• WHAT YOU ARE ASKED TO DO
Please show all lines of the records that include "distant".

-- DATA FOR THIS EXERCISE follows --

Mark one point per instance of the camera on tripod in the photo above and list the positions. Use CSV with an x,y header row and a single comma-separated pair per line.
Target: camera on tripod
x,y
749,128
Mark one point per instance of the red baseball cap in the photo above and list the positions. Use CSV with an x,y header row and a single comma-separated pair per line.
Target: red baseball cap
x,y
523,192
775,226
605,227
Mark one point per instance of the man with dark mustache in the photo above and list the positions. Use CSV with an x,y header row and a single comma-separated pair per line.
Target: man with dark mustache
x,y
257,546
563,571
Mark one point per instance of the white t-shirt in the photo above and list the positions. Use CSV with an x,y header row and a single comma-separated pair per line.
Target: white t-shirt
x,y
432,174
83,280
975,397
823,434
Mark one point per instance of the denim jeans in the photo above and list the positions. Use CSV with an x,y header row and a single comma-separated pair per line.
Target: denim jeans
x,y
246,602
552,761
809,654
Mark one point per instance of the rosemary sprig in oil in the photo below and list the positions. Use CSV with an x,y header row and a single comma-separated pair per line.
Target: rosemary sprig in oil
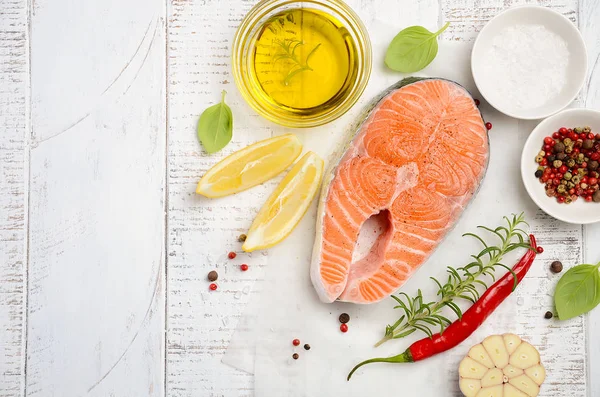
x,y
462,283
287,50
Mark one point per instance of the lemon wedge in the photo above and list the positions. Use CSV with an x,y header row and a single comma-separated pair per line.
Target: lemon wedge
x,y
287,205
250,166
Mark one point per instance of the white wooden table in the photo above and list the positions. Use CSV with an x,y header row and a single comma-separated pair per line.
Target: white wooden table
x,y
104,248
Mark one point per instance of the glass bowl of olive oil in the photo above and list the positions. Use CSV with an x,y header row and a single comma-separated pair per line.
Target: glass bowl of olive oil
x,y
301,63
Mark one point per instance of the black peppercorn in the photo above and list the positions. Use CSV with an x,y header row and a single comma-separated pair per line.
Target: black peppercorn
x,y
556,267
213,276
344,318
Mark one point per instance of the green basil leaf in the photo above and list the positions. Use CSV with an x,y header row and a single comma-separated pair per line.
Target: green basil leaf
x,y
412,49
215,127
578,291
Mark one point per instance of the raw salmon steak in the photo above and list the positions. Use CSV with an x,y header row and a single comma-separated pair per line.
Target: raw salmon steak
x,y
417,160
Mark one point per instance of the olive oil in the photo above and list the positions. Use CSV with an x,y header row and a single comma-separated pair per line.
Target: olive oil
x,y
304,61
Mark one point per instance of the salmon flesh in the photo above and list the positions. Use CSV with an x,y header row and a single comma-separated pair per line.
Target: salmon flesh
x,y
418,159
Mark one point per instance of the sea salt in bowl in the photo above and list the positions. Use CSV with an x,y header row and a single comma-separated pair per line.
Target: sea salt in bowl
x,y
529,62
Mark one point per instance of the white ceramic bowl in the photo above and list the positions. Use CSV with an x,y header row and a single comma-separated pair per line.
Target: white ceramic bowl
x,y
529,15
579,212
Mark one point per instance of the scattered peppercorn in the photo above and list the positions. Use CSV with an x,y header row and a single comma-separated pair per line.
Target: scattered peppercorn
x,y
344,318
213,275
539,250
556,267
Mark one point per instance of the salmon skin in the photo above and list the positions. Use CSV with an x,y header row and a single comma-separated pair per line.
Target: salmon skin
x,y
418,158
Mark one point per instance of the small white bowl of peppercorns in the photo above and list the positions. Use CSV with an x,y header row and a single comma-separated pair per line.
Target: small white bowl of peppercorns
x,y
560,166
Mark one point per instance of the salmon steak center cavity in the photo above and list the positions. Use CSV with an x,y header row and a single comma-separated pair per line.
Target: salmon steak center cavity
x,y
418,160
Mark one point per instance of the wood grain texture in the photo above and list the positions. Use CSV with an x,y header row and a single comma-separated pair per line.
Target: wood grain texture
x,y
14,111
97,224
201,232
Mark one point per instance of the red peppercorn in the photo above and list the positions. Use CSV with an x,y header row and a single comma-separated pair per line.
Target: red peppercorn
x,y
539,250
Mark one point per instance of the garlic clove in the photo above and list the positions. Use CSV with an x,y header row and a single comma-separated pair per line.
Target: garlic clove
x,y
469,387
525,356
494,345
512,371
493,377
479,354
537,373
494,391
511,341
470,368
511,391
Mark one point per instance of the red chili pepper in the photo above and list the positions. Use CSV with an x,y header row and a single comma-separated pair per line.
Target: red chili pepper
x,y
462,328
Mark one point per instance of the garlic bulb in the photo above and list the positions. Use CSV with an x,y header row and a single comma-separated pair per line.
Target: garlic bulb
x,y
501,366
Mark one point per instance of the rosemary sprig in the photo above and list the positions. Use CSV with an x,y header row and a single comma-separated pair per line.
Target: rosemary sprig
x,y
287,50
462,283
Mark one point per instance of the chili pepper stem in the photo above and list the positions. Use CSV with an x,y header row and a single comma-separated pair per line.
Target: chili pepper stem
x,y
405,357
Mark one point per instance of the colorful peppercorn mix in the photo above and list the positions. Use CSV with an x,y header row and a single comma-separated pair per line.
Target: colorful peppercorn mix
x,y
568,165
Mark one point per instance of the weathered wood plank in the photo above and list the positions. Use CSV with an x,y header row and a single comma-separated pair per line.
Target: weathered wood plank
x,y
97,224
14,111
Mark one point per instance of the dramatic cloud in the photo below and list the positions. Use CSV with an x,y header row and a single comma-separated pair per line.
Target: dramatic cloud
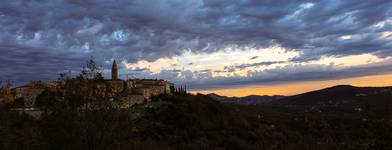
x,y
211,43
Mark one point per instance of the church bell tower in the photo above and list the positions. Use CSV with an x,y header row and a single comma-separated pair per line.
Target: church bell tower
x,y
114,71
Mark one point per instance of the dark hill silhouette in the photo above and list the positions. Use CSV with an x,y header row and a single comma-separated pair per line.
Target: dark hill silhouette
x,y
247,100
340,95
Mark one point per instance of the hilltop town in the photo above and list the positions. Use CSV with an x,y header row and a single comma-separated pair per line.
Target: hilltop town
x,y
124,93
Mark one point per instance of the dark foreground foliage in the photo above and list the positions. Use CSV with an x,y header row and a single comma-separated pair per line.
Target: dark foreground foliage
x,y
197,122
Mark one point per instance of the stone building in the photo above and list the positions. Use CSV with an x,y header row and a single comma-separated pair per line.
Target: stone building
x,y
126,92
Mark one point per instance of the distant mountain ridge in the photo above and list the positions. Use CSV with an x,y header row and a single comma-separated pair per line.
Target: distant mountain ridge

-- DATA FOR THIS EXERCISE concluded --

• ANSWER BOX
Mark one point per instance of the distant mountain ridge in the photo above and list the positions. Use CSV with an x,y header row and a single comma-separated pair per line.
Target: distant mountain ridge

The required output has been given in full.